#### Exercise instructions
Transcribe every one of the following records line for line, reproducing each without alteration.

#### Excerpted records
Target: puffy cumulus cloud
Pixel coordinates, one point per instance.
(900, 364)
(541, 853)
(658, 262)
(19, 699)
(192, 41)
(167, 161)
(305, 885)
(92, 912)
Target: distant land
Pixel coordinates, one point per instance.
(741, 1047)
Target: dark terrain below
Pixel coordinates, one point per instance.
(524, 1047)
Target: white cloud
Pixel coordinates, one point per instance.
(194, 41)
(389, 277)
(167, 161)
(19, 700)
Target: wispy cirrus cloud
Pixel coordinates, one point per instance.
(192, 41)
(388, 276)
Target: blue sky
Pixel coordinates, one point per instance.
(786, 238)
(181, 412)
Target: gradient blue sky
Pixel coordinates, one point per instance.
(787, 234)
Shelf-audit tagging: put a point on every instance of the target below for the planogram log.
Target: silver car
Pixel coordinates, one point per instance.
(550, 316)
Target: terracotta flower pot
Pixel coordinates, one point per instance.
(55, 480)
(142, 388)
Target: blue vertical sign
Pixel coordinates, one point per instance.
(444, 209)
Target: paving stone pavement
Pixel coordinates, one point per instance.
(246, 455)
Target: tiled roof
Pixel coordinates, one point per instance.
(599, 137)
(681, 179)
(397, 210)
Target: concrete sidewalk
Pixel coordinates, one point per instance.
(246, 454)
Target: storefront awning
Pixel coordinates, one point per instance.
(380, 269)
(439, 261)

#### Exercise solution
Target: puffy cumulus cloud
Pixel coordinates, one point per instance.
(900, 364)
(541, 853)
(658, 262)
(19, 699)
(192, 41)
(167, 161)
(305, 885)
(92, 912)
Target: distant land
Pixel coordinates, one point per instance.
(741, 1047)
Target: dark terrain below
Pixel coordinates, one point per instance.
(524, 1047)
Target: white cloud
Pixel coordinates, one point per instance.
(194, 41)
(389, 277)
(167, 161)
(19, 700)
Target: wispy cirrus cloud
Pixel coordinates, one point per instance.
(192, 41)
(388, 276)
Target: blue sky
Pixel coordinates, one point per instance.
(786, 238)
(181, 412)
Target: gradient blue sky
Pixel coordinates, one point per instance.
(787, 234)
Shelf-audit tagging: put a point on every instance of the target below for the planogram log.
Target: silver car
Pixel coordinates, one point per instance.
(550, 316)
Target: terracotta flower pot
Pixel coordinates, one point per instance.
(55, 480)
(142, 388)
Target: blue vertical sign
Pixel coordinates, one point per instance.
(444, 209)
Target: paving stone pavement
Pixel coordinates, one point per instance.
(246, 455)
Target: tiled roof
Pixel coordinates, one point per instance.
(599, 137)
(681, 179)
(397, 210)
Target: concrete sidewalk
Pixel coordinates, one point per instance.
(246, 454)
Target: storefront awning
Pixel coordinates, one point per instance.
(380, 269)
(439, 261)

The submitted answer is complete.